§ **Selected text**:

Contributions made or costs reasonably anticipated for bona
fide fringe benefits under section 1(b)(2) of the Davis -Bacon Act
on behalf of laborers or mechanics are considered wages paid
to such laborers or mechanics, subject to the provisions of
paragraph 1.d. of this section; also, regular contributions made
or costs incurred for more than a weekly period (but not less
often than quarterly) under plans, funds, or programs which
cover the particular weekly period, are deemed to be
constructively made or incurred during such weekly period.
Such laborers and mechanics shall be paid the appropriate
wage rate and fringe benefits on the wage determination for the
classification of work actually performed, without regard to skill,
except as provided in 29 CFR 5.5(a)(4). Laborers or mechanics
performing work in more than one classification may be
compensated at the rate specified for each classification for the
time actually worked therein: Provided, That the employer's
payroll records accurately set forth the time spent in each
classification in which work is performed. The wage
determination (including any additional classification and wage
rates conformed under paragraph 1.b. of this section) and the
Davis -Bacon poster (WH -1321) shall be posted at all times by
the contractor and its subcontractors at the site of the work in a
prominent and accessible place where it can be easily seen by
the workers.

§ **To do**:
(a) Copy the records verbatim, starting at the line that contains "Pass-network tagging: label the wooden table in" and ending after the line that contains "[(76, 233)]".
(b) Continue the passage on Davis-Bacon wage and fringe benefit requirements, picking up after its final sentence.

§ **Given information**:
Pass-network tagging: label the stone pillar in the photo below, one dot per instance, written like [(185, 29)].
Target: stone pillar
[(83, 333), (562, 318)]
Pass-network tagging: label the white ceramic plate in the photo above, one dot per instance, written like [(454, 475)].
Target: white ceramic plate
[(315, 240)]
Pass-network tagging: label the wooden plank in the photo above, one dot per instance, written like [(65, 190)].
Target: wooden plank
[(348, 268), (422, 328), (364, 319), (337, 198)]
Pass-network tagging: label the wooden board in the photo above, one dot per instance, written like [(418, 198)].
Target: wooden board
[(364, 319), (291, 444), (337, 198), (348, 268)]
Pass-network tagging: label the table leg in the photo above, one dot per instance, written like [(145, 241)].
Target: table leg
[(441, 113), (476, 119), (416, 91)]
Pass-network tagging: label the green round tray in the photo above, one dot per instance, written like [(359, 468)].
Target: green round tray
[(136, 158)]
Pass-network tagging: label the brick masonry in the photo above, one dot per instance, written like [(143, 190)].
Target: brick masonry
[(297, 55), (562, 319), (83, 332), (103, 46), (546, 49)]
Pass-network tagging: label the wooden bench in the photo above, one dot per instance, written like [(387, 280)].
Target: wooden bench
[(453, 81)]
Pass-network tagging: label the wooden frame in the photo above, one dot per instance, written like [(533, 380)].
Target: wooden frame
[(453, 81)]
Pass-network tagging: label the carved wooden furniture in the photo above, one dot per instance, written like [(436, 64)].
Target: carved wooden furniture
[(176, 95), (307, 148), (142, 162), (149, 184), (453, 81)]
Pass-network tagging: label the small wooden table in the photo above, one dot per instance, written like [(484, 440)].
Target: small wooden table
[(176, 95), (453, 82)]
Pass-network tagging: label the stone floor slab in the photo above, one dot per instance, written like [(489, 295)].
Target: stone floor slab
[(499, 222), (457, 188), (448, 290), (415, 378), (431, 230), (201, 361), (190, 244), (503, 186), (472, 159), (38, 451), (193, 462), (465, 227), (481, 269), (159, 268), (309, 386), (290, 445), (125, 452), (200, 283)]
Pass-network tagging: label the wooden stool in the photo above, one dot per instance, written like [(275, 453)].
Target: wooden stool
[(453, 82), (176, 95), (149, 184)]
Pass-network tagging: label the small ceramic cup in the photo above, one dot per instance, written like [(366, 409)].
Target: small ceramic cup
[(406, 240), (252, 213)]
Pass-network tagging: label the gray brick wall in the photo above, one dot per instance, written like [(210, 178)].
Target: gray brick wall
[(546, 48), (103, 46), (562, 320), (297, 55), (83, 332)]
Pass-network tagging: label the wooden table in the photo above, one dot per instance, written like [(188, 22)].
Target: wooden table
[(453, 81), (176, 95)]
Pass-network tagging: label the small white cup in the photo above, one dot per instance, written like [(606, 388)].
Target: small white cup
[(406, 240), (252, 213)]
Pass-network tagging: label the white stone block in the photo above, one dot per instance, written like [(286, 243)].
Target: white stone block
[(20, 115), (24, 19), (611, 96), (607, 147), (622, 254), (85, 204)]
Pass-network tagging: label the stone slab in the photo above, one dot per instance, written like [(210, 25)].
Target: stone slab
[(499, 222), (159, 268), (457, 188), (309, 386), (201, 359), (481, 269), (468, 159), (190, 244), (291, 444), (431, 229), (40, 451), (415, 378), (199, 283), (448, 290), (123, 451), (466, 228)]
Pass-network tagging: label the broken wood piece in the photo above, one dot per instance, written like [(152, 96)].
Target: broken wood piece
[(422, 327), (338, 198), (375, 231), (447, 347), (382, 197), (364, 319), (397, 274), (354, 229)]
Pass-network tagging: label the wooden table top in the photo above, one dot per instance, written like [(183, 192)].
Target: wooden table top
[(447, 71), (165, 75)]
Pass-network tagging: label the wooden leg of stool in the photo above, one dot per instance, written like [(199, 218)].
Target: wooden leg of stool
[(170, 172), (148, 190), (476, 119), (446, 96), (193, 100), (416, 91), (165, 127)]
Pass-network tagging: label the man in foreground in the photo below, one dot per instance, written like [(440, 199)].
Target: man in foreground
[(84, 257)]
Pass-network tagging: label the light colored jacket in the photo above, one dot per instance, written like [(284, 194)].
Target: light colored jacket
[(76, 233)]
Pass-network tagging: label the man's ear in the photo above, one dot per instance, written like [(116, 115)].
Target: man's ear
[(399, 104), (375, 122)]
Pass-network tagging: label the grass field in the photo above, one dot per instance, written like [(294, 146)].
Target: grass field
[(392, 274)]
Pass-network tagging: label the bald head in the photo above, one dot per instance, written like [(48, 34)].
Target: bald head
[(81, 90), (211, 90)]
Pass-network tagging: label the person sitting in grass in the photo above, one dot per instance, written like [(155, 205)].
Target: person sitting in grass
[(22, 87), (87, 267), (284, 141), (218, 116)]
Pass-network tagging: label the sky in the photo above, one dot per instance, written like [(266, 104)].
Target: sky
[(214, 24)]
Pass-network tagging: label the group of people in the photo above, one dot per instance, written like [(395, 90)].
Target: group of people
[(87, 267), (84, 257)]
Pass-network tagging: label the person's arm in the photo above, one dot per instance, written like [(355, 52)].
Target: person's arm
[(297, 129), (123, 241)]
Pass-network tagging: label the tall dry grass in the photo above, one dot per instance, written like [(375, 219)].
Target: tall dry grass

§ **Responses to the exercise**:
(a)
Pass-network tagging: label the wooden table in the photo above, one dot per instance, written like [(188, 22)].
Target: wooden table
[(453, 81), (176, 95)]
Pass-network tagging: label the small white cup in the photo above, one dot per instance, written like [(606, 388)].
Target: small white cup
[(406, 240), (252, 213)]
Pass-network tagging: label the white stone block in the photo above, one dot per instance, written like [(286, 243)].
Target: white stone block
[(20, 115), (24, 19), (611, 96), (607, 147), (622, 254), (85, 204)]
Pass-network tagging: label the stone slab in the photo above, one dot per instance, written like [(210, 25)].
Target: stone slab
[(499, 222), (159, 268), (457, 188), (309, 386), (201, 359), (481, 269), (468, 159), (190, 244), (291, 444), (431, 229), (40, 451), (415, 378), (199, 283), (448, 290), (123, 451), (466, 228)]
Pass-network tagging: label the broken wood piece in the photo above, one dot per instance, written like [(152, 96)].
Target: broken wood piece
[(422, 327), (338, 198), (375, 231), (447, 347), (382, 197), (364, 319), (397, 274), (354, 229)]
Pass-network tagging: label the wooden table top in the photo above, one dot per instance, written like [(183, 192)].
Target: wooden table top
[(447, 71), (165, 75)]
Pass-network tagging: label the wooden leg of stool in the photo above, one dot per instance, written like [(199, 218)].
Target: wooden leg of stool
[(170, 172), (148, 190), (476, 119), (446, 96), (193, 100), (416, 91), (165, 127)]
Pass-network tagging: label the man in foreground in the photo below, one dot per instance, written like [(440, 199)].
Target: man in foreground
[(84, 257)]
Pass-network tagging: label the light colored jacket in the photo above, one dot per instance, written like [(284, 194)].
Target: light colored jacket
[(76, 233)]

(b)
b. (1) The contracting officer shall require that any class
of laborers or mechanics, including helpers, which is not listed
in the wage determination and which is to be employed under
the contract shall be classified in conformance with the wage
determination. The contracting officer shall approve an
additional classification and wage rate and fringe benefits
therefore only when the following criteria have been met:
(i) The work to be performed by the classification
requested is not performed by a classification in the wage
determination; and
(ii) The classification is utilized in the area by the
construction industry; and
(iii) The proposed wage rate, including any bona fide
fringe benefits, bears a reasonable relationship to the wage
rates contained in the wage determination.
(2) If the contractor and the laborers and mechanics to be
employed in the classification (if known), or their
representatives, and the contracting officer agree on the
classification and wage rate (including the amount designated
for fringe benefits where appropriate), a report of the action
taken shall be sent by the contracting officer to the
Administrator of the Wage and Hour Division, Employment
Standards Administration, U.S. Department of Labor,
Washington, DC 20210. The Administrator, or an authorized
representative, will approve, modify, or disapprove every
additional classification action within 30 days of receipt and
so advise the contracting officer or will notify the contracting
officer within the 30 -day period that additional time is
necessary.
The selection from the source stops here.